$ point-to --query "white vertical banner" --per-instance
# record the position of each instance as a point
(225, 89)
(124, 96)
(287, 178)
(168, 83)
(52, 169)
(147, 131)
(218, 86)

━━━━━━━━━━━━━━━━━━━━━━━━━━━━━━

What to do:
Restate every line of the data word for word.

Answer section:
$ point-to --query "white vertical banner" --per-instance
# record the position of each instance as a point
(225, 89)
(124, 96)
(287, 178)
(168, 83)
(52, 169)
(147, 131)
(218, 86)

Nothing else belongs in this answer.